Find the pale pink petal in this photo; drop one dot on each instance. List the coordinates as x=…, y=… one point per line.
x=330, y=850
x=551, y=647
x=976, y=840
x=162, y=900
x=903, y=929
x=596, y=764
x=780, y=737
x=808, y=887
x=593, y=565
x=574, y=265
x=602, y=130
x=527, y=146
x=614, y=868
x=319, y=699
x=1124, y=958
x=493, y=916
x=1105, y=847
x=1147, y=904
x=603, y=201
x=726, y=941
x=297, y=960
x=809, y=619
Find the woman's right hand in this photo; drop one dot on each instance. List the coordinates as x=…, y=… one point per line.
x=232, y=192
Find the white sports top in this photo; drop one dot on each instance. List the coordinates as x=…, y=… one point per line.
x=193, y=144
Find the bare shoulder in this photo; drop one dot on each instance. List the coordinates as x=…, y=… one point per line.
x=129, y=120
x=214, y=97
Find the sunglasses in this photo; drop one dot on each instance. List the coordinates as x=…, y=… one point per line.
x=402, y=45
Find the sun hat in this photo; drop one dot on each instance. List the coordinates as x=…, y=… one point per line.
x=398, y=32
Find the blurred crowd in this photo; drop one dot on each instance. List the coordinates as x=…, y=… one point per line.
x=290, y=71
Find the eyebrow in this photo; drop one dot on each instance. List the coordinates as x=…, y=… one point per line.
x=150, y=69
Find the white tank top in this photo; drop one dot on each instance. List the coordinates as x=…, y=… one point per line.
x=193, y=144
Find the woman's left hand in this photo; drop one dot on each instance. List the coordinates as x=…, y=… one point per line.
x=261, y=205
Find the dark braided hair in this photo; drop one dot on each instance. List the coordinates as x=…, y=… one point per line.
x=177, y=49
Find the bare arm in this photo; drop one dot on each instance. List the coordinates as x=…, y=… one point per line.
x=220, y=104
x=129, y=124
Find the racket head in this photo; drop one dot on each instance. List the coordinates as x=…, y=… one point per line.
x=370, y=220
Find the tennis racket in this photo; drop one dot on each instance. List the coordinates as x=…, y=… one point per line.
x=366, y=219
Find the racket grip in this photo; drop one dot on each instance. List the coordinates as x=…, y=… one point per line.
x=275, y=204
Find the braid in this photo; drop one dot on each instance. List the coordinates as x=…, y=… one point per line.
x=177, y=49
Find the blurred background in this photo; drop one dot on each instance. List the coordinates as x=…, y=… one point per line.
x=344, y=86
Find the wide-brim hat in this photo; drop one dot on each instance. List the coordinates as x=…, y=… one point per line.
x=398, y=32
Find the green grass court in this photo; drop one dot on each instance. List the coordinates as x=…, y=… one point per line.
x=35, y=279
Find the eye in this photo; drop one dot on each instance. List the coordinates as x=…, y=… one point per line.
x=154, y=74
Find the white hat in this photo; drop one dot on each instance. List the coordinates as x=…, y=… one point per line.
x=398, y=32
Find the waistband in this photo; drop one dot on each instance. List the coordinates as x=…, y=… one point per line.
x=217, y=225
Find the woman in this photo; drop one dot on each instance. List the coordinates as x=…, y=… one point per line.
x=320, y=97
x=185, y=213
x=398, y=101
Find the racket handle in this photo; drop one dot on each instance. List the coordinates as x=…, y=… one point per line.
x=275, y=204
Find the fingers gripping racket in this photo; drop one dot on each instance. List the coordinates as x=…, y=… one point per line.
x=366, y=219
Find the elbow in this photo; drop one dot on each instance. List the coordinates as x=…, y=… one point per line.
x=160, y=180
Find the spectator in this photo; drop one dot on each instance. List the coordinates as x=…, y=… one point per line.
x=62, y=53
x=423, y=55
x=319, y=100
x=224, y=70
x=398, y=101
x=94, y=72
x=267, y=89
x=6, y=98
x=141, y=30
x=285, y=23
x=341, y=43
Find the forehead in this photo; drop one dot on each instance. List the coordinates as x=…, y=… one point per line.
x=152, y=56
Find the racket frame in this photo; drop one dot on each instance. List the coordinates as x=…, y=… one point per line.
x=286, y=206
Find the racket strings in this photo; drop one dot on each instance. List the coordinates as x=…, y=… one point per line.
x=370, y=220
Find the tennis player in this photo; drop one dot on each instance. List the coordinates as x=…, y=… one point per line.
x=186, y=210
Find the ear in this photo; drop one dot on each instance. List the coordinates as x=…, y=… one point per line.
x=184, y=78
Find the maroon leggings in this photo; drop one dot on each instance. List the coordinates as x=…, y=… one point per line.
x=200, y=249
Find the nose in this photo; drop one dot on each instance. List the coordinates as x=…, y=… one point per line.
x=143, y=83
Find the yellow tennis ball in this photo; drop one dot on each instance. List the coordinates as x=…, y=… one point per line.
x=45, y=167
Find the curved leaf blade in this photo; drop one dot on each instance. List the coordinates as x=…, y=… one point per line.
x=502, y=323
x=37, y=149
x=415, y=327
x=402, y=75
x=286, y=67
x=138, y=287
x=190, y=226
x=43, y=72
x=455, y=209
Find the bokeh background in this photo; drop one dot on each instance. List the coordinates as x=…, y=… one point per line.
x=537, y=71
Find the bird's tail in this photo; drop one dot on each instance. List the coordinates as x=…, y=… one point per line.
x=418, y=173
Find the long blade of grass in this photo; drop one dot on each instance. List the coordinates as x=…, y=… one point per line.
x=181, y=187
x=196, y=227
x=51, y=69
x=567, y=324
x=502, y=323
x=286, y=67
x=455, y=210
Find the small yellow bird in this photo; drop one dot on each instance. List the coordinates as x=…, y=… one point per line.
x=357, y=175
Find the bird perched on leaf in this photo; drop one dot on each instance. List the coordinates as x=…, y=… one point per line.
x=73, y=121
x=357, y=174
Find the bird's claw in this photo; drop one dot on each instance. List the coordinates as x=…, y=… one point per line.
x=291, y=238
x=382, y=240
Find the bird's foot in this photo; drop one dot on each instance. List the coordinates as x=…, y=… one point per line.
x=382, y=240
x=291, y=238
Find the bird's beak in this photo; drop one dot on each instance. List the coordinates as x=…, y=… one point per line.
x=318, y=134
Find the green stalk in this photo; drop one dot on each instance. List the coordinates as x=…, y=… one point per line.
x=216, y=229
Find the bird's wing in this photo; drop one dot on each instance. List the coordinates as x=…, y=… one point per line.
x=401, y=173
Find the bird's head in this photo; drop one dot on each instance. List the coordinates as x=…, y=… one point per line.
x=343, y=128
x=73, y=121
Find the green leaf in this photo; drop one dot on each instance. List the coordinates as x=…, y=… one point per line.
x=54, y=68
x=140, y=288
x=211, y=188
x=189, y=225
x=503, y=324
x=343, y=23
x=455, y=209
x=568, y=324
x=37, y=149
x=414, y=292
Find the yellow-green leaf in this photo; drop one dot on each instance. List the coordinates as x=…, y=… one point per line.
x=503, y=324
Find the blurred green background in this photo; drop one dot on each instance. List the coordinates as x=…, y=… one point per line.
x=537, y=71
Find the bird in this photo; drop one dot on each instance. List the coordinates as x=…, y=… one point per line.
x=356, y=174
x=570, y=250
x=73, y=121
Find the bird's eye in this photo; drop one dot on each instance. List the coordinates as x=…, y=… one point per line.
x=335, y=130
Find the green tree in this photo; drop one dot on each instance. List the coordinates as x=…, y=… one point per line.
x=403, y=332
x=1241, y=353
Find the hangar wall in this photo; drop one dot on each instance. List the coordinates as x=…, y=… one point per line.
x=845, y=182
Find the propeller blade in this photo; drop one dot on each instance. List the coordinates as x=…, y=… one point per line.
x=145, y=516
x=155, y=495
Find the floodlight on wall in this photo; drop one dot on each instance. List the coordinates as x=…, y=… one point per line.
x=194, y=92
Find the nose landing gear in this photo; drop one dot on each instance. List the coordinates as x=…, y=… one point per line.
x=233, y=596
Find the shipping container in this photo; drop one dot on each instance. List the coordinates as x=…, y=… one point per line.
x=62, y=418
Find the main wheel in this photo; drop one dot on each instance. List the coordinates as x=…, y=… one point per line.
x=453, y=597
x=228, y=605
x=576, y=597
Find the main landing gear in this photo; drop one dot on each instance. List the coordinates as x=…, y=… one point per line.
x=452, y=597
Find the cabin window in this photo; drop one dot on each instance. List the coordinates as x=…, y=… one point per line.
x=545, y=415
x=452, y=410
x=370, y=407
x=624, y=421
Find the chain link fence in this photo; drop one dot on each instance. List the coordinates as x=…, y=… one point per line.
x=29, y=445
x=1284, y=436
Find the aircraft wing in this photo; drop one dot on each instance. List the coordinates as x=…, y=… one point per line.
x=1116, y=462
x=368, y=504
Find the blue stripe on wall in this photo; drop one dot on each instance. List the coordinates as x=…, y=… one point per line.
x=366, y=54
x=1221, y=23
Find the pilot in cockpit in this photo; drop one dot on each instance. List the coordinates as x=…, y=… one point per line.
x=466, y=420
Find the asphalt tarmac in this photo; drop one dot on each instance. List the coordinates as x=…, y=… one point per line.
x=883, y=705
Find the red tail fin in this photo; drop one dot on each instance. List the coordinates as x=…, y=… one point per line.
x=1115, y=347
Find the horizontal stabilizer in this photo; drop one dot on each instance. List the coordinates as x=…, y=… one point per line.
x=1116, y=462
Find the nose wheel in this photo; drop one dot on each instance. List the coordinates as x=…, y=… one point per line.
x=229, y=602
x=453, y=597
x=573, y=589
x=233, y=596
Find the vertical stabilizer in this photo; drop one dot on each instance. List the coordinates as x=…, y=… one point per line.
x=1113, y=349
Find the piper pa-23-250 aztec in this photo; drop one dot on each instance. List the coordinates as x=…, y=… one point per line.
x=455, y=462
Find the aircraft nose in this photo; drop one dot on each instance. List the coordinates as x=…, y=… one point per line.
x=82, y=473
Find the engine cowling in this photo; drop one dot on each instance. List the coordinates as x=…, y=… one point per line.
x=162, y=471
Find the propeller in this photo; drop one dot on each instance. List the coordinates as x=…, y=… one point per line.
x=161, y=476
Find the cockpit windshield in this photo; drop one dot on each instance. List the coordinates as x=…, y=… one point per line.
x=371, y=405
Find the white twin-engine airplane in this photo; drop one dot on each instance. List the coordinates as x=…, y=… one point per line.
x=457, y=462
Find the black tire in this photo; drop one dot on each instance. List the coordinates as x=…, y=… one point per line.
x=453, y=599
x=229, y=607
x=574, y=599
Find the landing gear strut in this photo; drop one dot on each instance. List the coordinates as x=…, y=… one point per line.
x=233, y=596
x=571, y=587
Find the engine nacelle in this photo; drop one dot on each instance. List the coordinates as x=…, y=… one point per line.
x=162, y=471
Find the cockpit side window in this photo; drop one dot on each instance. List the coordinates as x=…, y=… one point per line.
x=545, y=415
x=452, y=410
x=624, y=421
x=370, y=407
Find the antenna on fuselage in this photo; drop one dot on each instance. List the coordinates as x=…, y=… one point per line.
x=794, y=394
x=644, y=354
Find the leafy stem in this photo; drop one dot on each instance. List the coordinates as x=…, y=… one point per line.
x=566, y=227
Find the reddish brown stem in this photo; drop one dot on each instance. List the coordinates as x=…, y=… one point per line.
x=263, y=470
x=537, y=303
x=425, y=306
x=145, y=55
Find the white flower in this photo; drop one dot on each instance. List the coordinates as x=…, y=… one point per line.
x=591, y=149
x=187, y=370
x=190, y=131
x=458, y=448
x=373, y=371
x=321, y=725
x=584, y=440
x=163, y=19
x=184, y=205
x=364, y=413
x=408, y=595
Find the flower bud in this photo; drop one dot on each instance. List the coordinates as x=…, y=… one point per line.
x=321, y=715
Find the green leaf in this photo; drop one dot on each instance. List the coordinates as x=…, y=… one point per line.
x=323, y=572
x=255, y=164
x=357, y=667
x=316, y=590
————
=== Stated task ===
Express as a JSON list of strings, one string per line with blank lines left out, the lines starting with the line that contains "Find the eyebrow" and going on through the line that contains "x=150, y=69".

=== Final result ===
[
  "Find the eyebrow in this photo; drop one dot on each instance. List the coordinates as x=…, y=… one point per line.",
  "x=150, y=69"
]